Data Preprocessing

This part of the package provides a simple set of preprocessing utilities.

Data Normalization


Normalizes each column of X to zero mean and one standard deviation. Output normalized matrix X with extracted column-wise means and standard deviations.

using SALSA

mapstd([0 1; -1 2]) # --> ([0.707107  -0.707107; -0.707107   0.707107], [-0.5  1.5], [0.707107 0.707107])
mapstd(X, mean, std)

Normalizes each column of A to the specified column-wise mean and std. Output normalized matrix X.

using SALSA

mapstd([0 1; -1 2], [-0.5  1.5], [0.707107 0.707107]) # --> [0.707107  -0.707107; -0.707107   0.707107]

Sparse Data Preparation

make_sparse(tuples[, sizes, delim])

Creates SparseMatrixCSC object from matrix of tuples Matrix{ASCIIString} containing index:value pairs. The index and value pair can be separated by delim character, e.g. :. The user can optionally specify final dimensions of the SparseMatrixCSC object as sizes tuple.

  • tuples – matrix of tuples Matrix{ASCIIString} containing index:value pairs
  • sizes – optional tuple of final dimensions, e.g. (100000,10) (empty by default)

▸ DATA PROVIDED:
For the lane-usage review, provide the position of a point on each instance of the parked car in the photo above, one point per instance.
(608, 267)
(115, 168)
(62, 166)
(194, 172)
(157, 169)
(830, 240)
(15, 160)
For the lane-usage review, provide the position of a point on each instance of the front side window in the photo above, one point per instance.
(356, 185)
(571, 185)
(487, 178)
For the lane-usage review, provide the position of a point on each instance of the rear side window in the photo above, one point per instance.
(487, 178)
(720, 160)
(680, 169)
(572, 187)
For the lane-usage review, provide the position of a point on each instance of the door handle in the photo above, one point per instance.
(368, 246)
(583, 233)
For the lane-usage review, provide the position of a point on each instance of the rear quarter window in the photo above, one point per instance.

▸ WRITTEN EXERCISE 1:
Reproduce the full preprocessing documentation word for word.
▸ WRITTEN EXERCISE 2:
Pick out every line in the rows that contains the string "usage". Matching is case-sensitive.

▸ OUTPUT 1:
Data Preprocessing

This part of the package provides a simple set of preprocessing utilities.

Data Normalization


Normalizes each column of X to zero mean and one standard deviation. Output normalized matrix X with extracted column-wise means and standard deviations.

using SALSA

mapstd([0 1; -1 2]) # --> ([0.707107  -0.707107; -0.707107   0.707107], [-0.5  1.5], [0.707107 0.707107])
mapstd(X, mean, std)

Normalizes each column of A to the specified column-wise mean and std. Output normalized matrix X.

using SALSA

mapstd([0 1; -1 2], [-0.5  1.5], [0.707107 0.707107]) # --> [0.707107  -0.707107; -0.707107   0.707107]

Sparse Data Preparation

make_sparse(tuples[, sizes, delim])

Creates SparseMatrixCSC object from matrix of tuples Matrix{ASCIIString} containing index:value pairs. The index and value pair can be separated by delim character, e.g. :. The user can optionally specify final dimensions of the SparseMatrixCSC object as sizes tuple.

  • tuples – matrix of tuples Matrix{ASCIIString} containing index:value pairs
  • sizes – optional tuple of final dimensions, e.g. (100000,10) (empty by default)

▸ OUTPUT 2:
For the lane-usage review, provide the position of a point on each instance of the parked car in the photo above, one point per instance.
For the lane-usage review, provide the position of a point on each instance of the front side window in the photo above, one point per instance.
For the lane-usage review, provide the position of a point on each instance of the rear side window in the photo above, one point per instance.
For the lane-usage review, provide the position of a point on each instance of the door handle in the photo above, one point per instance.
For the lane-usage review, provide the position of a point on each instance of the rear quarter window in the photo above, one point per instance.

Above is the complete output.